-- EXERCISE --
Write each line out again exactly as written.

Extracted records
[Start]

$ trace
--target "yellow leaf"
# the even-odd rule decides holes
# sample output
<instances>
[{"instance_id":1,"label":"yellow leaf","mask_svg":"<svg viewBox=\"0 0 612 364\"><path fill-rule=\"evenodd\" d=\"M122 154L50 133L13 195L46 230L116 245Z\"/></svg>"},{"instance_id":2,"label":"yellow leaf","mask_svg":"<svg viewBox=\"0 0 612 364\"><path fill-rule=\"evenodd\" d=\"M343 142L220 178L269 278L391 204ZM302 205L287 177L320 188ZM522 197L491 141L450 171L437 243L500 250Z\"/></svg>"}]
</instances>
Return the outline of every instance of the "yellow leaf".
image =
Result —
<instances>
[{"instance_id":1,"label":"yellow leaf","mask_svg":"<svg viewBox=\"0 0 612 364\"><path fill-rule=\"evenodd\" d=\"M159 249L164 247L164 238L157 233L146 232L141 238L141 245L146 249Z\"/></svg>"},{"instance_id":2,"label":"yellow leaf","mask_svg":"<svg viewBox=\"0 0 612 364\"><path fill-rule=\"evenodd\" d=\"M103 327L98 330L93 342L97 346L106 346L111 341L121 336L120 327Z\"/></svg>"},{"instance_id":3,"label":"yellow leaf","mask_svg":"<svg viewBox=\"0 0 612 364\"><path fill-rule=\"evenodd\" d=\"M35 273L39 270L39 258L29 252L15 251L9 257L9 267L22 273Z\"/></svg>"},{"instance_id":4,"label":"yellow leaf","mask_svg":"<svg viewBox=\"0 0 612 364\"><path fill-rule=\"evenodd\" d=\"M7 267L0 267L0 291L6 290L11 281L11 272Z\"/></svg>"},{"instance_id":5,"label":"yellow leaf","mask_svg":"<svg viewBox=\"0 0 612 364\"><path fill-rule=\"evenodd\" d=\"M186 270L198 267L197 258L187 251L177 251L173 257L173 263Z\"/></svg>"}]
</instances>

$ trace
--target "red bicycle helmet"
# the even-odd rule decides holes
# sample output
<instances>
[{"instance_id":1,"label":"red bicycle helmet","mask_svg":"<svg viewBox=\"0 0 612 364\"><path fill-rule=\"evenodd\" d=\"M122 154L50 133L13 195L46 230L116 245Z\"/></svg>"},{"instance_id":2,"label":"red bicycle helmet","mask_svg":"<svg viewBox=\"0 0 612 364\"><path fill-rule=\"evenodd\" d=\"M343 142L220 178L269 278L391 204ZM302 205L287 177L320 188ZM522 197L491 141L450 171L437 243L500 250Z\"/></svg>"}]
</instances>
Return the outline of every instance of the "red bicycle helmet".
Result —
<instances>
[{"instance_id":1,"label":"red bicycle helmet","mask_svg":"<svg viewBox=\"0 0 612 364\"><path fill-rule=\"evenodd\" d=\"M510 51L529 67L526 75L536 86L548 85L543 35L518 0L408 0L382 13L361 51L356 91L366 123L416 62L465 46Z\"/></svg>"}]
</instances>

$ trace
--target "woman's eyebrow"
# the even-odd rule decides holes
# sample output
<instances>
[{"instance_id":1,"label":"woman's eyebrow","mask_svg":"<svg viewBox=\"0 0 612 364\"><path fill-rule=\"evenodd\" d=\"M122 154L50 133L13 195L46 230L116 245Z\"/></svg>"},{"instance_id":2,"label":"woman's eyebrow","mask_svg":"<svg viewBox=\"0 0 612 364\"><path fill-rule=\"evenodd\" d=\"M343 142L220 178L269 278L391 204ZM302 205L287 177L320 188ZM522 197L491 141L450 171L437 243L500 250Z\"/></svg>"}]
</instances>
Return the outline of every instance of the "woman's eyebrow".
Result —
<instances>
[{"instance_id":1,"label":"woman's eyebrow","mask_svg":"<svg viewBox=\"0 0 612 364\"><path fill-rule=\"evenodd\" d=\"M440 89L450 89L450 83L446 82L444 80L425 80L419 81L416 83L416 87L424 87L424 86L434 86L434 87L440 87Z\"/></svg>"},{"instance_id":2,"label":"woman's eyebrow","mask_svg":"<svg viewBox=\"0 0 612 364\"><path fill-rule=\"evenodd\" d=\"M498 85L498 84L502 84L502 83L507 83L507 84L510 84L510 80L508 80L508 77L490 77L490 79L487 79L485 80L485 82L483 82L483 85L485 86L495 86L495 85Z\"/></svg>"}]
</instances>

[End]

-- FULL RESPONSE --
$ trace
--target "yellow leaf"
# the even-odd rule decides holes
# sample output
<instances>
[{"instance_id":1,"label":"yellow leaf","mask_svg":"<svg viewBox=\"0 0 612 364\"><path fill-rule=\"evenodd\" d=\"M122 154L50 133L13 195L46 230L116 245Z\"/></svg>"},{"instance_id":2,"label":"yellow leaf","mask_svg":"<svg viewBox=\"0 0 612 364\"><path fill-rule=\"evenodd\" d=\"M343 142L220 178L269 278L391 204ZM302 205L287 177L320 188ZM522 197L491 141L450 171L437 243L500 250Z\"/></svg>"}]
</instances>
Return the outline of every instance of the "yellow leaf".
image =
Result —
<instances>
[{"instance_id":1,"label":"yellow leaf","mask_svg":"<svg viewBox=\"0 0 612 364\"><path fill-rule=\"evenodd\" d=\"M159 249L164 247L164 238L157 233L146 232L141 238L141 245L146 249Z\"/></svg>"},{"instance_id":2,"label":"yellow leaf","mask_svg":"<svg viewBox=\"0 0 612 364\"><path fill-rule=\"evenodd\" d=\"M103 327L98 330L93 342L97 346L106 346L111 341L121 336L120 327Z\"/></svg>"},{"instance_id":3,"label":"yellow leaf","mask_svg":"<svg viewBox=\"0 0 612 364\"><path fill-rule=\"evenodd\" d=\"M35 273L39 270L39 258L29 252L15 251L9 257L9 267L22 273Z\"/></svg>"},{"instance_id":4,"label":"yellow leaf","mask_svg":"<svg viewBox=\"0 0 612 364\"><path fill-rule=\"evenodd\" d=\"M7 267L0 267L0 291L6 290L11 281L11 272Z\"/></svg>"},{"instance_id":5,"label":"yellow leaf","mask_svg":"<svg viewBox=\"0 0 612 364\"><path fill-rule=\"evenodd\" d=\"M186 270L198 267L197 258L187 251L177 251L173 257L173 263Z\"/></svg>"}]
</instances>

$ trace
--target "red bicycle helmet"
# the even-odd rule decides holes
# sample output
<instances>
[{"instance_id":1,"label":"red bicycle helmet","mask_svg":"<svg viewBox=\"0 0 612 364\"><path fill-rule=\"evenodd\" d=\"M122 154L50 133L13 195L46 230L116 245Z\"/></svg>"},{"instance_id":2,"label":"red bicycle helmet","mask_svg":"<svg viewBox=\"0 0 612 364\"><path fill-rule=\"evenodd\" d=\"M343 142L220 178L269 278L391 204ZM302 205L287 177L320 188ZM522 197L491 141L450 171L437 243L500 250Z\"/></svg>"}]
</instances>
Return the outline of every instance of the "red bicycle helmet".
Result —
<instances>
[{"instance_id":1,"label":"red bicycle helmet","mask_svg":"<svg viewBox=\"0 0 612 364\"><path fill-rule=\"evenodd\" d=\"M510 51L529 67L526 75L536 86L548 85L543 35L518 0L408 0L382 13L361 51L356 91L366 123L416 62L465 46Z\"/></svg>"}]
</instances>

$ trace
--target "woman's eyebrow"
# the even-odd rule decides holes
# sample output
<instances>
[{"instance_id":1,"label":"woman's eyebrow","mask_svg":"<svg viewBox=\"0 0 612 364\"><path fill-rule=\"evenodd\" d=\"M122 154L50 133L13 195L46 230L116 245Z\"/></svg>"},{"instance_id":2,"label":"woman's eyebrow","mask_svg":"<svg viewBox=\"0 0 612 364\"><path fill-rule=\"evenodd\" d=\"M343 142L220 178L269 278L391 204ZM302 205L287 177L320 188ZM522 197L491 141L450 171L437 243L500 250Z\"/></svg>"}]
</instances>
Return the outline of every instance of the "woman's eyebrow".
Result —
<instances>
[{"instance_id":1,"label":"woman's eyebrow","mask_svg":"<svg viewBox=\"0 0 612 364\"><path fill-rule=\"evenodd\" d=\"M440 89L450 89L450 83L446 82L444 80L425 80L419 81L416 83L416 87L424 87L424 86L434 86L434 87L440 87Z\"/></svg>"},{"instance_id":2,"label":"woman's eyebrow","mask_svg":"<svg viewBox=\"0 0 612 364\"><path fill-rule=\"evenodd\" d=\"M498 85L498 84L502 84L502 83L507 83L507 84L510 84L510 80L508 80L508 77L490 77L490 79L487 79L485 80L485 82L483 82L483 85L485 86L495 86L495 85Z\"/></svg>"}]
</instances>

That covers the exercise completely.